'''

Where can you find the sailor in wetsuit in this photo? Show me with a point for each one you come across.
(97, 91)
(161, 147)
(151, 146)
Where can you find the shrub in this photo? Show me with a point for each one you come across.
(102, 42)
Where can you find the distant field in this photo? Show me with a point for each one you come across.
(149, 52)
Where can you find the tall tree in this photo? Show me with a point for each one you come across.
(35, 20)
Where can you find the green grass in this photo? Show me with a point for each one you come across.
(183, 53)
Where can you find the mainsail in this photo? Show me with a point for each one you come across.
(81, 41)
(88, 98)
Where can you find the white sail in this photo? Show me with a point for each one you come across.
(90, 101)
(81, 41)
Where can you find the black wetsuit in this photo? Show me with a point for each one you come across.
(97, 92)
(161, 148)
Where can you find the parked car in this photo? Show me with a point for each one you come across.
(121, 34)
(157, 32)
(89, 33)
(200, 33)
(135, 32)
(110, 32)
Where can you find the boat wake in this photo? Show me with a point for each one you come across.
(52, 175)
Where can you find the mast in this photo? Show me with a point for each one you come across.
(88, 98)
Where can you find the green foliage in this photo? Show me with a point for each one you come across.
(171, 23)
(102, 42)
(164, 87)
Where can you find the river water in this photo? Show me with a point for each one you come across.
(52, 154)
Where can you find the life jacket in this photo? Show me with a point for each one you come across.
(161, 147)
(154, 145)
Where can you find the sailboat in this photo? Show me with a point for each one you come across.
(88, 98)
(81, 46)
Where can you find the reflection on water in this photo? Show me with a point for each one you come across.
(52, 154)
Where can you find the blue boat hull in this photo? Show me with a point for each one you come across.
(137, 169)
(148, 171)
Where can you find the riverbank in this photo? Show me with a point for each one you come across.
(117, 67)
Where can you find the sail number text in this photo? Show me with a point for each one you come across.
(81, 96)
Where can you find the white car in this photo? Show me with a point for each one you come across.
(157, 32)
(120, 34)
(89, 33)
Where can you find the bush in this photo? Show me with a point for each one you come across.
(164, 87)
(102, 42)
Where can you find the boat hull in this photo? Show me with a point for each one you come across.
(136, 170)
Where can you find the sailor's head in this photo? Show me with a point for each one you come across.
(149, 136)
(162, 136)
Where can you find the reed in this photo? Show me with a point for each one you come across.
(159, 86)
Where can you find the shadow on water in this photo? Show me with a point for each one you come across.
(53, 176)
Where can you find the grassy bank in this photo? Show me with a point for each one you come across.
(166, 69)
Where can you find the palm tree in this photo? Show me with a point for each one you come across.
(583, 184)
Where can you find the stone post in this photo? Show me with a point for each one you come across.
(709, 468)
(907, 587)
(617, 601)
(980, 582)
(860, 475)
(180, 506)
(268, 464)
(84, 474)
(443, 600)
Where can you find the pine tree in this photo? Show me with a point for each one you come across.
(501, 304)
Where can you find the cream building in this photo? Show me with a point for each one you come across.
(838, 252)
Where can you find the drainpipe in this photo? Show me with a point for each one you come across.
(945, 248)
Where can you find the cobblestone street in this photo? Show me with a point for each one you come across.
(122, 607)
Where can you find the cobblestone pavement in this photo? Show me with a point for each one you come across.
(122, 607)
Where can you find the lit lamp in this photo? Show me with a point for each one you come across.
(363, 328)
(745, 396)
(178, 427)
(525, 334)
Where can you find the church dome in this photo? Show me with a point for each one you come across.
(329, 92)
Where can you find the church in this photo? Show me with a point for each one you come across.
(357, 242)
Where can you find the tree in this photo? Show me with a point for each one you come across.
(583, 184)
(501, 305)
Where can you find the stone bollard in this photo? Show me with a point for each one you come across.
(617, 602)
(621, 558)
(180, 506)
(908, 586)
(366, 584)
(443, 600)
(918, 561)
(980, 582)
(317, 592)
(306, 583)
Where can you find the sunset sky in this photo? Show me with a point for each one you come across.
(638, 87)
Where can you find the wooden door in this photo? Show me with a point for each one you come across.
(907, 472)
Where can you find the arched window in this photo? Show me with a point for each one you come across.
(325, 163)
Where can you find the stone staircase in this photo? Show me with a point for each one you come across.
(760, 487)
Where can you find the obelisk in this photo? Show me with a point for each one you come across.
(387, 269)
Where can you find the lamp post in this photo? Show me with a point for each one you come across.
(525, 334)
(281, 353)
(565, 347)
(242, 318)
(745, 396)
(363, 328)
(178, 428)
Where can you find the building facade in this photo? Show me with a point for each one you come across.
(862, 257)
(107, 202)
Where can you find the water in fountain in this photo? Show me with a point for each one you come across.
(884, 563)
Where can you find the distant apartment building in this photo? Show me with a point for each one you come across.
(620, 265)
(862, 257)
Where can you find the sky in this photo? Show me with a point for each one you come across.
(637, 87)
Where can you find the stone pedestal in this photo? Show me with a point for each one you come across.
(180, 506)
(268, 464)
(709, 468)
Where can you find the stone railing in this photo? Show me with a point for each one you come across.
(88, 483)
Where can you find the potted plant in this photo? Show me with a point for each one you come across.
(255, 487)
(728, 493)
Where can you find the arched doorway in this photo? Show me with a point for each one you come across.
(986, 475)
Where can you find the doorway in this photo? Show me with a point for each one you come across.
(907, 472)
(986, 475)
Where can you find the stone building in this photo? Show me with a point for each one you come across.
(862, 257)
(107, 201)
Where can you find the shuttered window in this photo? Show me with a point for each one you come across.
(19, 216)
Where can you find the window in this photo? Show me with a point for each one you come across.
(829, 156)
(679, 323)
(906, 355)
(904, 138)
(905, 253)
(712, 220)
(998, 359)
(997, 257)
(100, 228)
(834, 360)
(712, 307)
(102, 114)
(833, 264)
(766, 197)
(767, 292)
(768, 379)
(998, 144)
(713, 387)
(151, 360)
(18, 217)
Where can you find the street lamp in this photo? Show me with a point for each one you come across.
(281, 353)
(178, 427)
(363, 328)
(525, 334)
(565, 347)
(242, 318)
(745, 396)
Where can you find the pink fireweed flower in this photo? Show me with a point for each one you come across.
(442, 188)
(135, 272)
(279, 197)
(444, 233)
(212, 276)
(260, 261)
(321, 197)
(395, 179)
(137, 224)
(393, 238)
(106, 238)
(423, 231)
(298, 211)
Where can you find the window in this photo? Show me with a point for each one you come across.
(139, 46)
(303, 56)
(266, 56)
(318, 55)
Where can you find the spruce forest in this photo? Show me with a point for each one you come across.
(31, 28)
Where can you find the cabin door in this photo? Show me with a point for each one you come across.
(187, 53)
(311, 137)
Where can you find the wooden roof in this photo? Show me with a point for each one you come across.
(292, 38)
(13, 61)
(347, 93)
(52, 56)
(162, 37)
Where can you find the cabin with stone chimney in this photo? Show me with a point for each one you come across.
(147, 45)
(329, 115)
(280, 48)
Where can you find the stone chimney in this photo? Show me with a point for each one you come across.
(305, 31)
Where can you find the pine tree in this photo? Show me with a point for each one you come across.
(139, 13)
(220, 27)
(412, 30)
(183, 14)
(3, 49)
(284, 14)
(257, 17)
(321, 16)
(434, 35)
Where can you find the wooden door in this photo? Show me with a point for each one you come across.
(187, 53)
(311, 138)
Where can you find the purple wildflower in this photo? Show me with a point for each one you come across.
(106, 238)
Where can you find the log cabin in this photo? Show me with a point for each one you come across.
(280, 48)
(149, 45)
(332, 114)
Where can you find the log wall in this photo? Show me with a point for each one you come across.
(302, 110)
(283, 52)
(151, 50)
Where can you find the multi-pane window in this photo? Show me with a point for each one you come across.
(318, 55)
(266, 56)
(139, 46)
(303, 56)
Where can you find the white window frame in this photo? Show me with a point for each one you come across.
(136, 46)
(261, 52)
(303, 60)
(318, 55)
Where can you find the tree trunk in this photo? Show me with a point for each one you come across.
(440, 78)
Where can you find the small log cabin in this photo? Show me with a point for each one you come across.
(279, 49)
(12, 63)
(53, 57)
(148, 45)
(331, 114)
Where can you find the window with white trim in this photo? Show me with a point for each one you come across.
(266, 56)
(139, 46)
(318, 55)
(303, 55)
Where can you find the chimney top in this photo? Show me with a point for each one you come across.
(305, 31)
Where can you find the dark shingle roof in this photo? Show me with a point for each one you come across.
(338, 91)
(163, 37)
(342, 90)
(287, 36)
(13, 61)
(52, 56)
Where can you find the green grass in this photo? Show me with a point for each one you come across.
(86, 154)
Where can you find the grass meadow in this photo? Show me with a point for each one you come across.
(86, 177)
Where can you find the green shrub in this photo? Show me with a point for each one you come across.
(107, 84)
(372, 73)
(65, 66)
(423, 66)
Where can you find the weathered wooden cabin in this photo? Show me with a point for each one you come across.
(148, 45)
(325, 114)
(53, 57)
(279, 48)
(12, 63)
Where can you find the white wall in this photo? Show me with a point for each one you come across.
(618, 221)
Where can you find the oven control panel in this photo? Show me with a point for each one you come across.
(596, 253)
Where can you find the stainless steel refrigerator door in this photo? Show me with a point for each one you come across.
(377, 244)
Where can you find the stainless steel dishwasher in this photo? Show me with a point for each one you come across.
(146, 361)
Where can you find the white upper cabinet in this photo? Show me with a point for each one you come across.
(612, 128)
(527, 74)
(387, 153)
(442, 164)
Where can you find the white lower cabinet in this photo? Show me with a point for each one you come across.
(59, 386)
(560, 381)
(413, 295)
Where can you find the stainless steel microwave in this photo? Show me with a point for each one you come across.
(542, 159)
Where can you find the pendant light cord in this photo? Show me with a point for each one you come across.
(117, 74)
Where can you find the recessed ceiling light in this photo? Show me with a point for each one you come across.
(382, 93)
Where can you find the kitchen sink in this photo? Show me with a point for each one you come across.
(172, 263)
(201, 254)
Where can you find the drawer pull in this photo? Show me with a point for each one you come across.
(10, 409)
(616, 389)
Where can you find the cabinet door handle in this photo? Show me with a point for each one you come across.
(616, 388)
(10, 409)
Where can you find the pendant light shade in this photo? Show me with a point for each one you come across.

'''

→ **Given task**: Quote, without any change, each line from the one that contains "Where can you find the white upper" through the end of the material.

→ **Solution**:
Where can you find the white upper cabinet in this photo? Show me with a point for each one you come across.
(612, 128)
(527, 74)
(387, 153)
(442, 164)
Where can you find the white lower cabinet in this photo? Show me with a point for each one you come across.
(59, 386)
(560, 381)
(413, 295)
Where can you find the stainless steel microwave in this photo? Show me with a point for each one you come across.
(542, 159)
Where can you find the pendant light cord in this photo? Show me with a point for each one you come across.
(117, 74)
Where can you find the recessed ceiling light in this photo? Show me with a point for each one you come across.
(382, 93)
Where can you find the kitchen sink in this photo? Show me with a point for each one you come across.
(172, 263)
(201, 254)
Where can you find the drawer pull in this photo? Show me with a point for each one you come across.
(10, 409)
(616, 389)
Where can you find the cabinet door handle in this photo? Show me with a point for each one you come across.
(616, 388)
(10, 409)
Where can you find the pendant light shade in this photo? Show me with a point for each one you come across.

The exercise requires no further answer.